**REQUEST:** Convert the material below into a JSON array of strings, with one string for each line and no entries for blank lines.

**STORED DATA:**
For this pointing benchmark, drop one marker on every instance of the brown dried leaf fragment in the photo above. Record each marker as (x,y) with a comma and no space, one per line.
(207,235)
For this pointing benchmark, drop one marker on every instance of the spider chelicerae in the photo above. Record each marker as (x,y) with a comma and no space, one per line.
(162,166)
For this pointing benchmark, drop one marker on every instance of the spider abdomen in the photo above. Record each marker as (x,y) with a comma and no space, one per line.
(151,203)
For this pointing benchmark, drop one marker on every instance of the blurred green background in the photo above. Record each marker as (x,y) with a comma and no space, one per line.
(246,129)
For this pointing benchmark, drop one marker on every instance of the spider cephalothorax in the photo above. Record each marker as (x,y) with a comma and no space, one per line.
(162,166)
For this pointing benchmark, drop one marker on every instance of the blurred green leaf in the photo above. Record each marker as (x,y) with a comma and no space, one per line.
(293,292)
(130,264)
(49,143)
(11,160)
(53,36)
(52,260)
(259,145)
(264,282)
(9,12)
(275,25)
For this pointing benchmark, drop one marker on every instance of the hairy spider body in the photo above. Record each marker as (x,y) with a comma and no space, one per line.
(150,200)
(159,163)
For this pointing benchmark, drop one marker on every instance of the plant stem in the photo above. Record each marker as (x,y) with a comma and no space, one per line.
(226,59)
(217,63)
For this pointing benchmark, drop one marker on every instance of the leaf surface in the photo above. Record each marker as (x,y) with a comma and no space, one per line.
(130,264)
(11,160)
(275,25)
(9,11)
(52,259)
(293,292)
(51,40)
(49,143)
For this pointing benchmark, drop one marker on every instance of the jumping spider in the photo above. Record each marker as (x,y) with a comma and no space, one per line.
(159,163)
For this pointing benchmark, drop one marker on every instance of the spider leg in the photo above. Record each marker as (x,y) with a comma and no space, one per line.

**WRITTEN SOLUTION:**
[
  "For this pointing benchmark, drop one marker on every instance of the brown dried leaf fragment in the photo above. Record each marker as (x,y) with a comma and no space, one per line.",
  "(207,235)",
  "For this pointing benchmark, drop one marker on every instance of the spider chelicerae in the photo above. Record each marker as (x,y) with a comma and no space, one per line.",
  "(162,166)",
  "For this pointing benchmark, drop one marker on every instance of the spider abdomen in the photo above. Record each marker as (x,y) with a comma and no space, one per line.",
  "(151,203)",
  "For this pointing benchmark, drop one marker on every instance of the blurred green background in the photo above. Record each marker as (x,y) with a comma and no space, one per line.",
  "(246,129)",
  "For this pointing benchmark, drop one marker on every instance of the spider cephalothorax in the photo above. Record each marker as (x,y) with a comma and no space, one per line.",
  "(162,166)",
  "For this pointing benchmark, drop one marker on every instance of the blurred green leaf in the photo above. Record each marker as (x,y) with a comma and no space, one per line.",
  "(293,292)",
  "(130,264)",
  "(49,143)",
  "(11,160)",
  "(53,36)",
  "(52,260)",
  "(259,145)",
  "(264,282)",
  "(9,12)",
  "(275,25)",
  "For this pointing benchmark, drop one marker on every instance of the hairy spider body in the photo above. Record each marker as (x,y) with a comma and no space, one per line.",
  "(150,200)",
  "(159,163)",
  "For this pointing benchmark, drop one marker on every instance of the plant stem in the photo above. Record each marker as (x,y) with a comma and no space, one per line.",
  "(226,59)",
  "(217,63)",
  "For this pointing benchmark, drop one marker on every instance of the leaf surface in the photo above. Record each marker as (x,y) with a comma and no space, one per line.",
  "(130,264)",
  "(11,160)",
  "(275,25)",
  "(9,11)",
  "(52,259)",
  "(293,292)",
  "(51,40)",
  "(49,143)",
  "For this pointing benchmark, drop one marker on every instance of the jumping spider in the photo above. Record each marker as (x,y) with a comma and no space, one per line.",
  "(159,163)",
  "For this pointing benchmark, drop one marker on every instance of the spider leg in the photo above. Record each marker as (x,y) with a comma and no space, one per line."
]